DIRECTION: Beginning with the line that holds "Can you find the white sun", set down each line of the data below through the very last, exactly as given, and nothing beyond that.

(Dataset rows on where objects appear)
————
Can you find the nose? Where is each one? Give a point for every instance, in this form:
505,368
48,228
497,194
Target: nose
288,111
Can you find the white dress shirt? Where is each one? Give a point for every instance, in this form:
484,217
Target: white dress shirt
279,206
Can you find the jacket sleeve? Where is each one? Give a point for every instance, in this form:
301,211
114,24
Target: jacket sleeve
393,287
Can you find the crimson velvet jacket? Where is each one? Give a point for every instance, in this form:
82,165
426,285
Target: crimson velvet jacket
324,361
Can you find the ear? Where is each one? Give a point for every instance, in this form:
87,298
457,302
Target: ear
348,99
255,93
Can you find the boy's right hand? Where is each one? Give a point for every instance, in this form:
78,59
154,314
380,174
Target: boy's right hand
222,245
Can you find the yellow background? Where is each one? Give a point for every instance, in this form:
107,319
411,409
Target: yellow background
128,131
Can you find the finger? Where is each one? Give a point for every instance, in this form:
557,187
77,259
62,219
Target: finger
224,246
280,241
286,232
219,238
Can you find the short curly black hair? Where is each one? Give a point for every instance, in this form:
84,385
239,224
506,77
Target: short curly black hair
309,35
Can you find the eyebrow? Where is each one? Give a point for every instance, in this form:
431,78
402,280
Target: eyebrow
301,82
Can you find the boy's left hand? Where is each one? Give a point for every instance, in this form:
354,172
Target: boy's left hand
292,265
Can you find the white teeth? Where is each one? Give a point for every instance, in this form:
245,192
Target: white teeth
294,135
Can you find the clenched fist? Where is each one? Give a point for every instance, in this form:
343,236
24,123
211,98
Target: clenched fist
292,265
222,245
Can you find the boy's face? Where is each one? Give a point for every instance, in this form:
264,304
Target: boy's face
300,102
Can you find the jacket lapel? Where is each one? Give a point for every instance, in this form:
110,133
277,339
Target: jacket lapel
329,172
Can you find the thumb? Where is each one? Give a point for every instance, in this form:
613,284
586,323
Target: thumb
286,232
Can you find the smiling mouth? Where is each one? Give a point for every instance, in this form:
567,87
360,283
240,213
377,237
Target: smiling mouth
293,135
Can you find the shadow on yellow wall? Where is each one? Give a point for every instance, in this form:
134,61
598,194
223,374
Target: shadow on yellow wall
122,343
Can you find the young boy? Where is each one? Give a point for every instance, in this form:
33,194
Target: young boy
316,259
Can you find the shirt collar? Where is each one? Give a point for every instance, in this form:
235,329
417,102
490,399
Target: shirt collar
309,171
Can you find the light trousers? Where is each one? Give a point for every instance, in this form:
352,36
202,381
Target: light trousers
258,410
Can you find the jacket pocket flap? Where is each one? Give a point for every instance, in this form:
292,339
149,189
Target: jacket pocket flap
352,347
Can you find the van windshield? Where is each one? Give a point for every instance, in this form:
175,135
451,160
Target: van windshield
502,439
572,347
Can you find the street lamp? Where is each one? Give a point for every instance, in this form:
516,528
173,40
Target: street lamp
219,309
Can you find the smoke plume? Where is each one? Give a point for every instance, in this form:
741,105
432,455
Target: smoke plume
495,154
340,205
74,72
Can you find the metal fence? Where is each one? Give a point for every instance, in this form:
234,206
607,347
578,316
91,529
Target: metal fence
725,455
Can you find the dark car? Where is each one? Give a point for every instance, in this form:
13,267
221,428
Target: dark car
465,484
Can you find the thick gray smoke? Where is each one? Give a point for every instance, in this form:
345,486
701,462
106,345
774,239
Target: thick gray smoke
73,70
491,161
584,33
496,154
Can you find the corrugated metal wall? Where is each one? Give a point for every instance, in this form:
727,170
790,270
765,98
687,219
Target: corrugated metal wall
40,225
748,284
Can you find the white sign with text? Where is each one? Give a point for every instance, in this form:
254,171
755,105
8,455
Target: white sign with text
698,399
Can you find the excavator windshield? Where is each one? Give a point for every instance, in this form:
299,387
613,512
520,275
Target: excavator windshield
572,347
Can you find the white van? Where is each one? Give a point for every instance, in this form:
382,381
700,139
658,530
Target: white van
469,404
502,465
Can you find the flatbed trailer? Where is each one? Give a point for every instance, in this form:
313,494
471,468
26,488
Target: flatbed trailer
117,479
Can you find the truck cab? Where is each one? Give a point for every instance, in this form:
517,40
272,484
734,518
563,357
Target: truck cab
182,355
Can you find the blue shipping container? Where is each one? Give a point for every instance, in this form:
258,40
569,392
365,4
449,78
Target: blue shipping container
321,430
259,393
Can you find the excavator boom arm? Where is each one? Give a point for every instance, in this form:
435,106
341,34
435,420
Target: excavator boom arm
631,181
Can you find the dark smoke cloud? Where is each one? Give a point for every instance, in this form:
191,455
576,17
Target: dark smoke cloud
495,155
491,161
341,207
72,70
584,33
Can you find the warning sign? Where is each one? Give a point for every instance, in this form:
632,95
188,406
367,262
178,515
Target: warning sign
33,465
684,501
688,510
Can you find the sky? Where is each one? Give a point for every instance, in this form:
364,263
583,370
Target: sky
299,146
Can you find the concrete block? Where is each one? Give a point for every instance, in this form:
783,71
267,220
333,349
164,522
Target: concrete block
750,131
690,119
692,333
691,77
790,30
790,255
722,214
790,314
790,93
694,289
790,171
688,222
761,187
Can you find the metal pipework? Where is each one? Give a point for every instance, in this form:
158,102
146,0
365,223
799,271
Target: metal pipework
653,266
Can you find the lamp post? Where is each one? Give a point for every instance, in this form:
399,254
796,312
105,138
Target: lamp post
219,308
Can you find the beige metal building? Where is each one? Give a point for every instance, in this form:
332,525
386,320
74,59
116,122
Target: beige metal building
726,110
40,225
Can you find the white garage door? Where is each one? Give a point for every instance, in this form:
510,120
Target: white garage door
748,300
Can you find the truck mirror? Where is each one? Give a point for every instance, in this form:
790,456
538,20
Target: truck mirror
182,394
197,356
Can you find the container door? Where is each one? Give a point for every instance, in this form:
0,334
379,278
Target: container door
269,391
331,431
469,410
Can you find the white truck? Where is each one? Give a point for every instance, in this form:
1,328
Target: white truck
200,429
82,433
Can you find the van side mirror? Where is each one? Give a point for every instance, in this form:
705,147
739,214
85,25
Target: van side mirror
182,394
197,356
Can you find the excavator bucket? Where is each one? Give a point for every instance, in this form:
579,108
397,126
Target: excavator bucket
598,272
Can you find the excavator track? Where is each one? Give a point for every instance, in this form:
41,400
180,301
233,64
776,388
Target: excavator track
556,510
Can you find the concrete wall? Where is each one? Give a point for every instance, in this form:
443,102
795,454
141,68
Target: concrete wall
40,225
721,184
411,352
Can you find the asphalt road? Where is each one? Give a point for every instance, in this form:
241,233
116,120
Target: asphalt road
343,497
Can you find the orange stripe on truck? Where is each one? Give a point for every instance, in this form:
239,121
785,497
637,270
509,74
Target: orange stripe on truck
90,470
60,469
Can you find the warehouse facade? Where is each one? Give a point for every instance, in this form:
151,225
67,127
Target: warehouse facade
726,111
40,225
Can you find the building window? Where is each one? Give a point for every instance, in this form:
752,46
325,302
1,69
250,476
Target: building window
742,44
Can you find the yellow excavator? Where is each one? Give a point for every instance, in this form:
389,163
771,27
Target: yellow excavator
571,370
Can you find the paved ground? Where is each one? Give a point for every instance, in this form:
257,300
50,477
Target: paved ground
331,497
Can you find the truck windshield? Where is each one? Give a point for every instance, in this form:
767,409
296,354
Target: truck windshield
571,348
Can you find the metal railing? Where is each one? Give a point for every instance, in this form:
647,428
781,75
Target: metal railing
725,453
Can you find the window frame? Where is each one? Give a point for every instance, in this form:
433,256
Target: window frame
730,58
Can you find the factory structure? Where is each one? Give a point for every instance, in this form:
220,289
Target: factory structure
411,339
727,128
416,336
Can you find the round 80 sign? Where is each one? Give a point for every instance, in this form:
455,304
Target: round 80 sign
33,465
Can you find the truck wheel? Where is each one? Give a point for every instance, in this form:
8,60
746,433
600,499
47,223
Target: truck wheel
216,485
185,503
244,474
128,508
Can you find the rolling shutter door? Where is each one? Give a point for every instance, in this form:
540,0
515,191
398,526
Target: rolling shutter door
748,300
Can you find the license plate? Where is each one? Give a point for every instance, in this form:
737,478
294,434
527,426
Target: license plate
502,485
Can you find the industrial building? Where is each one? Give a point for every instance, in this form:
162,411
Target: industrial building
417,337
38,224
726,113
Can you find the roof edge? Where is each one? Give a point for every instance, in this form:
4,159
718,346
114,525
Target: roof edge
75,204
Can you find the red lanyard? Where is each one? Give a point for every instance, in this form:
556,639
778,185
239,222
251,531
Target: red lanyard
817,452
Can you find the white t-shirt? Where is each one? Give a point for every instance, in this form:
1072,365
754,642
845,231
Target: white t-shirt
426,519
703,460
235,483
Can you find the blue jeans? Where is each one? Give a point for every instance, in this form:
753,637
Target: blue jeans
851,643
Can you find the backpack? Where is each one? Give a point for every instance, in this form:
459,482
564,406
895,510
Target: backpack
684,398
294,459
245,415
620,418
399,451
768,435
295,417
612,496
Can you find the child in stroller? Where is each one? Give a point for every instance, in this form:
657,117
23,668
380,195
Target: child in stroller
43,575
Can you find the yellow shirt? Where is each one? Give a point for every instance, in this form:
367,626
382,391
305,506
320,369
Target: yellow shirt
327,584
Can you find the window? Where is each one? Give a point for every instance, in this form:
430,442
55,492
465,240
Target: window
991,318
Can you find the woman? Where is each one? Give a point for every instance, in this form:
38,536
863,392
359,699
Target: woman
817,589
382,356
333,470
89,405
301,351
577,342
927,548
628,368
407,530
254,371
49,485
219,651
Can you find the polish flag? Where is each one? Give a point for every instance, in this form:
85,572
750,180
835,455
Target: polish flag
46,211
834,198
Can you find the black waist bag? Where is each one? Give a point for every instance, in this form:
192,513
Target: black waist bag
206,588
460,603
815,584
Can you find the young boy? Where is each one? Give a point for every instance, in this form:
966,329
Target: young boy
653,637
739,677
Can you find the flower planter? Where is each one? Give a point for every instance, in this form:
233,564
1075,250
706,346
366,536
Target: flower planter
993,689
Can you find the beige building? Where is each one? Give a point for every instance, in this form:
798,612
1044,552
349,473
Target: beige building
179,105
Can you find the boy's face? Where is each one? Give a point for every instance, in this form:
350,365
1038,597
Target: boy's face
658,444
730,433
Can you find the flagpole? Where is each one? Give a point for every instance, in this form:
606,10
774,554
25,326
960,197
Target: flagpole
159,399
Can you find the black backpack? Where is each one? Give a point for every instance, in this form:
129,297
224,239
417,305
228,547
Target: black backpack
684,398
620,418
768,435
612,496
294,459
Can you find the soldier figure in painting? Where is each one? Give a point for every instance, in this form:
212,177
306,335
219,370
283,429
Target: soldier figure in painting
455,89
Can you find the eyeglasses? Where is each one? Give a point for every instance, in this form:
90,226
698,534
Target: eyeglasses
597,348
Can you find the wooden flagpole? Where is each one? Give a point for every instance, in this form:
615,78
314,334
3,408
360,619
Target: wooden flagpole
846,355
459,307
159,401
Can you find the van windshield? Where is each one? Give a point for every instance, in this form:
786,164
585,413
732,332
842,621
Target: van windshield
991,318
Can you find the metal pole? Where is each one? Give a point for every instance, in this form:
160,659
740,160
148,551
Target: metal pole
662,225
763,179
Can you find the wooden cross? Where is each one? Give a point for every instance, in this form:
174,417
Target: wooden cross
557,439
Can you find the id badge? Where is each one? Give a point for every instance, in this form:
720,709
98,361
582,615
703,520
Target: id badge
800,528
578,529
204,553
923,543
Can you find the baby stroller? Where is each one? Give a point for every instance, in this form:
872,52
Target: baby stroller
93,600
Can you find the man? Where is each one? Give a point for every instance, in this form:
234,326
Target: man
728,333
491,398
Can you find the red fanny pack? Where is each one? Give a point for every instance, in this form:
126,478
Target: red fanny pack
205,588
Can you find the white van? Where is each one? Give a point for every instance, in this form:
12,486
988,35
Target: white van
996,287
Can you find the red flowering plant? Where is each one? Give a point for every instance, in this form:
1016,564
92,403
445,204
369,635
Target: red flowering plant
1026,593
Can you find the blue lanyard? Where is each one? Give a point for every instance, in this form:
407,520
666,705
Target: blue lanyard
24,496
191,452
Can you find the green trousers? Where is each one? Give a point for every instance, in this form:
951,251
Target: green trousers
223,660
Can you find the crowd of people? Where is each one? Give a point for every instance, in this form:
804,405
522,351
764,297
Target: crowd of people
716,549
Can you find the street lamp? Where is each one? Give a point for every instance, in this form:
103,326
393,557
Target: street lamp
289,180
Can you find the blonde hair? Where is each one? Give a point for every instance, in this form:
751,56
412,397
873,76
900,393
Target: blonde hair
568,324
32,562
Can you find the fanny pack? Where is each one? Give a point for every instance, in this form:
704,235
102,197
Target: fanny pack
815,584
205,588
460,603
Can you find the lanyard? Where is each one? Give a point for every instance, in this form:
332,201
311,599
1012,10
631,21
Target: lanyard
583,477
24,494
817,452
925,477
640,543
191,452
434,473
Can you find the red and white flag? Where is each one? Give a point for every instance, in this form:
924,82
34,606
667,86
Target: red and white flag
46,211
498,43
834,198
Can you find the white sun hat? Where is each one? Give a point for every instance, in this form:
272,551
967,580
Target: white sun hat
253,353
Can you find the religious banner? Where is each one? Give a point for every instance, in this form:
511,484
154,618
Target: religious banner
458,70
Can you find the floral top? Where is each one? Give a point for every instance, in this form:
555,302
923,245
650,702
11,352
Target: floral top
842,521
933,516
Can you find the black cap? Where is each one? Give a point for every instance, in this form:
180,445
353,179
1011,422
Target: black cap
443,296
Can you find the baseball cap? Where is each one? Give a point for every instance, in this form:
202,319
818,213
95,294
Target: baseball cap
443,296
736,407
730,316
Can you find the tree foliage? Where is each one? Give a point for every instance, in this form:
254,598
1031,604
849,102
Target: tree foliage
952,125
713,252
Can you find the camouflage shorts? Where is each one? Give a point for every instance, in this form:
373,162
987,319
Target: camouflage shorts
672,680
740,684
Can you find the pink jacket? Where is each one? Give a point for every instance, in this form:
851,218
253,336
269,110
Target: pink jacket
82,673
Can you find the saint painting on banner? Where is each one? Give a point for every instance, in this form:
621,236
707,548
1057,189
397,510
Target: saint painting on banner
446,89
————
ANSWER IN FULL:
Can you find the white sun hat? Where is each one? Give a point for every instance, in this form:
272,551
967,580
Target: white sun hat
253,353
Can you find the religious banner? Where is each one? Give a point for every instance, in this form:
511,484
154,618
Target: religious banner
458,70
Can you find the floral top? Where is each one? Give a point for every instance, in this form:
555,302
923,245
650,702
11,352
Target: floral top
842,521
933,516
Can you find the black cap? Where is each one? Give a point for every instance, in this form:
180,445
353,179
1011,422
Target: black cap
443,296
Can you find the baseball cap? Where is each one? Give a point for every instance, in this form:
202,319
818,213
95,294
Target: baseball cap
443,296
736,407
730,316
Can you find the tree foliage? Where is each one? Give a point for every instance, in this form:
254,598
1031,604
849,102
Target: tree foliage
952,125
713,252
Can you find the camouflage shorts? Where is each one? Give a point for every instance, in this form:
373,162
987,319
Target: camouflage shorts
672,680
740,684
Can you find the pink jacket? Where is each one? Give a point for every instance, in this form:
851,218
253,336
269,110
Target: pink jacket
82,673
Can you find the saint painting on banner? Where is each one? Give a point for every instance, in this form:
621,236
707,548
1057,189
397,510
Target: saint painting on banner
446,89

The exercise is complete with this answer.